§ TASK DIRECTIONS
Copy each of the rows below character for character, keeping every line and its spacing unchanged.

§ STORED ROWS

+++

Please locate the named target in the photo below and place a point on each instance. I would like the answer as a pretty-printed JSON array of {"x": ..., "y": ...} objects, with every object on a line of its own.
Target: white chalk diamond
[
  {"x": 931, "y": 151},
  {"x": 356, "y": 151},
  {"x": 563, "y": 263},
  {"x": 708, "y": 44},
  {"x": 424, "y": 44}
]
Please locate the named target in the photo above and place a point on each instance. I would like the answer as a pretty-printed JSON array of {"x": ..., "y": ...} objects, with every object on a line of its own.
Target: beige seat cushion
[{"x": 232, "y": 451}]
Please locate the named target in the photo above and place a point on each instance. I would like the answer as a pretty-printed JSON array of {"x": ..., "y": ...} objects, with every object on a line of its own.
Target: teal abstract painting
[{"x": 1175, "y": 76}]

+++

§ RESPONSE TO THE TASK
Please locate the named target in the photo below and place a point on each instance. I would like the answer as a pretty-printed JSON array of {"x": ..., "y": ...} objects, with every object on a line of its own.
Target: white chalk diamond
[
  {"x": 931, "y": 151},
  {"x": 356, "y": 151},
  {"x": 563, "y": 263},
  {"x": 708, "y": 44},
  {"x": 424, "y": 44}
]
Please locate the named target in the photo above and place a point on each instance. I would like the answer as a pretty-printed JSON array of {"x": ..., "y": ...} objects, with every object on a line of its own.
Target: beige seat cushion
[{"x": 232, "y": 451}]
Please locate the named target in the photo above and place a point on each instance. I would like the answer as a pretty-printed JSON array of {"x": ..., "y": ...} objects, with every object on a line of its own.
Target: teal abstract painting
[{"x": 1175, "y": 76}]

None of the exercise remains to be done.